**Kaynak Metin**
┄┄┄┄┄┄┄┄┄┄

Grundberg, Husilerin BAE ve Suudi Arabistan'a saldırılarının ciddiyeti konusunda uyardı

BM Yemen Özel Temsilcisi Hans Grundberg, Hudeyde'deki yerel yetkililerle birlikte (AFP)
BM Yemen Özel Temsilcisi Hans Grundberg, Hudeyde'deki yerel yetkililerle birlikte (AFP)
TT

Grundberg, Husilerin BAE ve Suudi Arabistan'a saldırılarının ciddiyeti konusunda uyardı

BM Yemen Özel Temsilcisi Hans Grundberg, Hudeyde'deki yerel yetkililerle birlikte (AFP)
BM Yemen Özel Temsilcisi Hans Grundberg, Hudeyde'deki yerel yetkililerle birlikte (AFP)

Birleşmiş Milletler (BM) Yemen Özel Elçisi Hans Grundberg, yaptığı açıklamada, Yemen’de tarafların çıkarlarını siyasi, güvenlik ve ekonomik olarak ele alınmasını sağlayan üç yollu sürece atıfta bulunarak kapsamlı bir siyasi çözüm olarak adlandırdığı bir çerçeve planı hazırladığını belirtti.

┄┄┄┄┄┄┄┄┄┄

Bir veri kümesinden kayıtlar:
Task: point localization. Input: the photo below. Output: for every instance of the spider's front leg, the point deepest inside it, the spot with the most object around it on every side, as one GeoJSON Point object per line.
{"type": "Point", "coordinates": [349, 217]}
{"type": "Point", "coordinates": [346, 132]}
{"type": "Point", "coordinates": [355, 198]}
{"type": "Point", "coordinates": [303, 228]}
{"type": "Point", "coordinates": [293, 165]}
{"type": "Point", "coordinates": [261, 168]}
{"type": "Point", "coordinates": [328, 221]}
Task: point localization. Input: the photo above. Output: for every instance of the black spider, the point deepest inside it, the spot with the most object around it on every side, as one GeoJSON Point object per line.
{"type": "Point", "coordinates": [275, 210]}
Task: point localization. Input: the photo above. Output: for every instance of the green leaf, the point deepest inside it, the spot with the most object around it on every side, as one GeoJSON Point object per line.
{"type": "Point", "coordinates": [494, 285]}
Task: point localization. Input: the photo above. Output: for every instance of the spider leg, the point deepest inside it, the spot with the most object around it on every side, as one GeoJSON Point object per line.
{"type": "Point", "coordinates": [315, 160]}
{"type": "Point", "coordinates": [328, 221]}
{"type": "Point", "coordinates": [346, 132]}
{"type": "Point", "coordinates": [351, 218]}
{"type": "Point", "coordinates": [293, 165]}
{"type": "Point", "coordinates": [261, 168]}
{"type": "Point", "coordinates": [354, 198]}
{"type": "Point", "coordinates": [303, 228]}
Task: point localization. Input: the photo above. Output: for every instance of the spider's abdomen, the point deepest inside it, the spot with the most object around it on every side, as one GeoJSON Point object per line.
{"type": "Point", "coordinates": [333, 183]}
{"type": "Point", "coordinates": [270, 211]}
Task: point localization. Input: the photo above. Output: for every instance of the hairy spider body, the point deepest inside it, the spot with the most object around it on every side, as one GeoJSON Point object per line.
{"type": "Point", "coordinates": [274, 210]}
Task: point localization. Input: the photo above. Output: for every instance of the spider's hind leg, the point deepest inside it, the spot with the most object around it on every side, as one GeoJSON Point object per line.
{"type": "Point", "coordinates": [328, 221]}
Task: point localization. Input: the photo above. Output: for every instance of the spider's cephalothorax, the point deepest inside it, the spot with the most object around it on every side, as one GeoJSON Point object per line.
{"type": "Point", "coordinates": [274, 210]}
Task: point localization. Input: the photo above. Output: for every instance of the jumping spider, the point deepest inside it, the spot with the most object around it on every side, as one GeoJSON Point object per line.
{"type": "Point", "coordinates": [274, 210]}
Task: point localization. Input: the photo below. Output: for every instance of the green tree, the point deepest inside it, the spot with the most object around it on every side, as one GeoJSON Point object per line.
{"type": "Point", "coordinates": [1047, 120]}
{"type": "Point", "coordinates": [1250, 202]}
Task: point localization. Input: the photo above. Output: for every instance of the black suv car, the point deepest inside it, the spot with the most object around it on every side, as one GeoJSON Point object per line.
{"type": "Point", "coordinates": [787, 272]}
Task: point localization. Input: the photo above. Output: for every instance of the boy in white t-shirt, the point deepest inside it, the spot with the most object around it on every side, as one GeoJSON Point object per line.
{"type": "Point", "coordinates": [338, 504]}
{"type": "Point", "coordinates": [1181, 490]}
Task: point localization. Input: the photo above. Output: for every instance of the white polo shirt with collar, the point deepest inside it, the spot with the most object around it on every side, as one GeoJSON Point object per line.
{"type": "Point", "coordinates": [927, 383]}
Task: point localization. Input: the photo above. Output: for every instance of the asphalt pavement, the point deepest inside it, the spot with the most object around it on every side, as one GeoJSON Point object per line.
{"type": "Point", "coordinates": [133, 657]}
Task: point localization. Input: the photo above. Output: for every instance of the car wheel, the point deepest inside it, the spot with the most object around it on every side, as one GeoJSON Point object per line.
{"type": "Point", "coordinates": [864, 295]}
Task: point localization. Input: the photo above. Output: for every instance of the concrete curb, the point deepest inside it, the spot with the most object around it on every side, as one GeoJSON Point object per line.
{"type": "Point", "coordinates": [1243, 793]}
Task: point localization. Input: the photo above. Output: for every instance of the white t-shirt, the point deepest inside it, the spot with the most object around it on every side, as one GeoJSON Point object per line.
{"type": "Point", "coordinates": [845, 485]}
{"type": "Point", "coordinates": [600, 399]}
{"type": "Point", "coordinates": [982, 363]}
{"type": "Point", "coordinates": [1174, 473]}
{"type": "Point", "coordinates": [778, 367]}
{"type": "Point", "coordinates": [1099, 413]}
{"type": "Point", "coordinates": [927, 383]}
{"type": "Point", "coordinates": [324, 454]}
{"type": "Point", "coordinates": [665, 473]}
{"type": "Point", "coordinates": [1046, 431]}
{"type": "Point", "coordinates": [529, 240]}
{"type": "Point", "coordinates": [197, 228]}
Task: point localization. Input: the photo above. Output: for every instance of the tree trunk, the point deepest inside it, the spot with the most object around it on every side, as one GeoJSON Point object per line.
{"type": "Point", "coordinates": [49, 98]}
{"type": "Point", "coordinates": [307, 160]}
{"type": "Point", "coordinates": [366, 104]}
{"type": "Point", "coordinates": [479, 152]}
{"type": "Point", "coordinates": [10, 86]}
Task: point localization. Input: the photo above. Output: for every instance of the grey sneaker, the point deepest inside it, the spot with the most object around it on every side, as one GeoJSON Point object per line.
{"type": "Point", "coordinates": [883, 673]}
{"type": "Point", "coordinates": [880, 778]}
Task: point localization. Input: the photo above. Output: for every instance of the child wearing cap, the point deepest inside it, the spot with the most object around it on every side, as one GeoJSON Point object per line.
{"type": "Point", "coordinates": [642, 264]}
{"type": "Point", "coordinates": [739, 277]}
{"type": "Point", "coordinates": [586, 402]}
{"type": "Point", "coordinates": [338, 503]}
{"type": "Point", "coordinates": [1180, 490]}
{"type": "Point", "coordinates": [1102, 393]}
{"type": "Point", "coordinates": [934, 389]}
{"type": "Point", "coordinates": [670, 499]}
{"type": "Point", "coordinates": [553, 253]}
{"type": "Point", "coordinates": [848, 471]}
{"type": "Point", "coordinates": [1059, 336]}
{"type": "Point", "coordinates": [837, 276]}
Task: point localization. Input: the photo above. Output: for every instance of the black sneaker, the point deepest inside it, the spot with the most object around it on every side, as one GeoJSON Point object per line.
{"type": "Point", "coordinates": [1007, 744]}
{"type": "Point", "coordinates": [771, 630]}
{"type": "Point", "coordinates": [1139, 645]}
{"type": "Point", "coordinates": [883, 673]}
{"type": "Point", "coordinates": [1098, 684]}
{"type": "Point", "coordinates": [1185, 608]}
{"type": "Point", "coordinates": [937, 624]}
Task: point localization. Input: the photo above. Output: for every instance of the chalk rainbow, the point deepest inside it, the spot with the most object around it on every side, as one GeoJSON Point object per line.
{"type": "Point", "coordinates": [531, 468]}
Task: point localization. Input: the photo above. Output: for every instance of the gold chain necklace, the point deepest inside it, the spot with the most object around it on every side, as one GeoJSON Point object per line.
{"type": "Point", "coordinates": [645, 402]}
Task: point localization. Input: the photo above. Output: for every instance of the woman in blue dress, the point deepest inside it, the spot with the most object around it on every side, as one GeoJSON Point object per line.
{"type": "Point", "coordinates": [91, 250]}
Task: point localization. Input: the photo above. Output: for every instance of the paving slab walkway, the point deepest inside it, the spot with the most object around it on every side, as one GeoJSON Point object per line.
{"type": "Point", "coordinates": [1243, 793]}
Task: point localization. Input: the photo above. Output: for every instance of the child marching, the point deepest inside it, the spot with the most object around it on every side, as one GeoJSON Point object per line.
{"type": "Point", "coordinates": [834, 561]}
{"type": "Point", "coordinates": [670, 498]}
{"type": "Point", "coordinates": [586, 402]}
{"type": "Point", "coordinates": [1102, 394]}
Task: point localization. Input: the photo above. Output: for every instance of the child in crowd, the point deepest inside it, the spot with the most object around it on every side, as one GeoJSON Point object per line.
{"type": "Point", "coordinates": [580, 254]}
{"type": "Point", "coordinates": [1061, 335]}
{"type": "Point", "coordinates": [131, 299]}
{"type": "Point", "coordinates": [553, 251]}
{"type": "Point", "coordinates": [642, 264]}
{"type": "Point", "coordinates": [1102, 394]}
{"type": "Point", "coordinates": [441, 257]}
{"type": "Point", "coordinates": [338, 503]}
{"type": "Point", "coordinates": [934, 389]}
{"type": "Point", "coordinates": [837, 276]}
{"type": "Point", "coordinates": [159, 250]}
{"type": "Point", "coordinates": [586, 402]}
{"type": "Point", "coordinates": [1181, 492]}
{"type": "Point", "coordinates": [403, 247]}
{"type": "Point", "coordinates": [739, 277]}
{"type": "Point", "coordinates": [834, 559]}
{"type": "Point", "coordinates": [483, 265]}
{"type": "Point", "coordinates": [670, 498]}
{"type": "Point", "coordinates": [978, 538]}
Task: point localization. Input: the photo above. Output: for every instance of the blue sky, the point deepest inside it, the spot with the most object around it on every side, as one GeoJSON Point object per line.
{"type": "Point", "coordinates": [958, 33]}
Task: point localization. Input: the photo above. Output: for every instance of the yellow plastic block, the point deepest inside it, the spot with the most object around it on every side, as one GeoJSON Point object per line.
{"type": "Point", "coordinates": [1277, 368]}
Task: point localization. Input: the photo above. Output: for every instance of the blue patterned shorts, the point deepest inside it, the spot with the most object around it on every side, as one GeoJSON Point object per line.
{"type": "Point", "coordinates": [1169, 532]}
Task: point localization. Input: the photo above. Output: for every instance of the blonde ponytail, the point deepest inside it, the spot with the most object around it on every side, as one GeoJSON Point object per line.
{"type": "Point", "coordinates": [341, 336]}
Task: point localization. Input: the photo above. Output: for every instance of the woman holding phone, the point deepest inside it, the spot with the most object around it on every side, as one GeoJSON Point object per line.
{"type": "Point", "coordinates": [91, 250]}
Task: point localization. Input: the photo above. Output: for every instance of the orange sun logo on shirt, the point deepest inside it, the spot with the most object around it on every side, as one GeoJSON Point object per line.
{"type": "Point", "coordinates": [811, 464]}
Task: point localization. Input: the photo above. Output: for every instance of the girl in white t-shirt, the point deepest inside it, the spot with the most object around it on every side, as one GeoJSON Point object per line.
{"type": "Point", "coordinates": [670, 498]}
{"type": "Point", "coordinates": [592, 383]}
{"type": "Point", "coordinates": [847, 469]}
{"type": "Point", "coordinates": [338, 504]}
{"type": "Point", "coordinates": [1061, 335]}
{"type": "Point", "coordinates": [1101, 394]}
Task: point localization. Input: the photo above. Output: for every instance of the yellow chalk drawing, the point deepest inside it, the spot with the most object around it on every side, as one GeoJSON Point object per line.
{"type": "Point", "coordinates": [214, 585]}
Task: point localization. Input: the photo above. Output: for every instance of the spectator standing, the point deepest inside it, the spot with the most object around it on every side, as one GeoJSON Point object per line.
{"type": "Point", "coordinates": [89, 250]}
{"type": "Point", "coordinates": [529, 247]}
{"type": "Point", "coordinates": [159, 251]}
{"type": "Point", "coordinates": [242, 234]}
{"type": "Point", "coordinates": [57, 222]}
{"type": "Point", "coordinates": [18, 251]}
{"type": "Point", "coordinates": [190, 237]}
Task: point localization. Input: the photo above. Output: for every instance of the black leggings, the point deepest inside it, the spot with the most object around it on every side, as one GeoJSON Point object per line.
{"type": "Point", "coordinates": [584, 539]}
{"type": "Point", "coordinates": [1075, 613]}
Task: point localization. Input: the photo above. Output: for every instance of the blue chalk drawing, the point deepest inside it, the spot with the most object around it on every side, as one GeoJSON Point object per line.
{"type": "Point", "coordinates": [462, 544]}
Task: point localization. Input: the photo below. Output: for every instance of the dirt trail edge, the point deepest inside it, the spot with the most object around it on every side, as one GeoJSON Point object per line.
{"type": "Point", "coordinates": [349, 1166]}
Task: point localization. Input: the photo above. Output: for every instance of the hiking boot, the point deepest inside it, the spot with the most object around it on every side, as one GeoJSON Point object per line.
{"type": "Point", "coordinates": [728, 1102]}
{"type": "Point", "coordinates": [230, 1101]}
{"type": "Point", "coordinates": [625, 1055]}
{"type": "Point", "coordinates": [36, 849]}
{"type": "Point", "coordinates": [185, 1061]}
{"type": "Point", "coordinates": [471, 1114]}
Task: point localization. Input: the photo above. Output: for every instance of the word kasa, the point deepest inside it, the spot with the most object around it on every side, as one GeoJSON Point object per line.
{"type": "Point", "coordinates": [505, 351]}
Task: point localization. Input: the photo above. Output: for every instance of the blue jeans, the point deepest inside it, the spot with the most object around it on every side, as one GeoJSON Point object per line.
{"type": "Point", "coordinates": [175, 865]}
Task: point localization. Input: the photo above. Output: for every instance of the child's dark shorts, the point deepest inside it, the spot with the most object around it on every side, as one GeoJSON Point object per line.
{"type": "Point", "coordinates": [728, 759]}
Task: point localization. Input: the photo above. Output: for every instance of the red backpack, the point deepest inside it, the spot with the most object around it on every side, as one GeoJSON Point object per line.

┄┄┄┄┄┄┄┄┄┄

**Görevler ve Alıştırmalar**
A) Kaynak metne göre şu soruları cevaplayın:
(i) Hans Grundberg, BM'nin hangi ülkeye yönelik özel temsilcisidir?
(ii) Başlığa göre Grundberg, Husilerin hangi iki ülkeye saldırılarının ciddiyeti konusunda uyardı?
(iii) Fotoğraf açıklamasına göre Grundberg hangi şehirdeki yerel yetkililerle birlikte görülüyor?
B) Kaynak metindeki şu cümleyi İngilizceye çevirin: "Birleşmiş Milletler (BM) Yemen Özel Elçisi Hans Grundberg, yaptığı açıklamada, Yemen’de tarafların çıkarlarını siyasi, güvenlik ve ekonomik olarak ele alınmasını sağlayan üç yollu sürece atıfta bulunarak kapsamlı bir siyasi çözüm olarak adlandırdığı bir çerçeve planı hazırladığını belirtti."
C) Kaynak metinde "Birleşmiş Milletler (BM) Yemen Özel Elçisi" sözleriyle başlayan paragrafı, ana bilgilerini koruyarak madde listesi hâlinde yeniden yazın.

**Alıştırma Cevapları**
A)
(i) Yemen
(ii) BAE ve Suudi Arabistan
(iii) Hudeyde

B) In a statement, United Nations (UN) Special Envoy for Yemen Hans Grundberg said he had prepared a framework plan, which he called a comprehensive political solution, referring to a three-track process that ensures the parties' interests in Yemen are addressed politically, in terms of security and economically.

C)
- BM Yemen Özel Elçisi Hans Grundberg bir açıklama yaptı.
- Kapsamlı bir siyasi çözüm olarak adlandırdığı bir çerçeve planı hazırladığını belirtti.
- Bu planı anlatırken Yemen'de tarafların çıkarlarının siyasi, güvenlik ve ekonomik açıdan ele alınmasını sağlayan üç yollu sürece atıfta bulundu.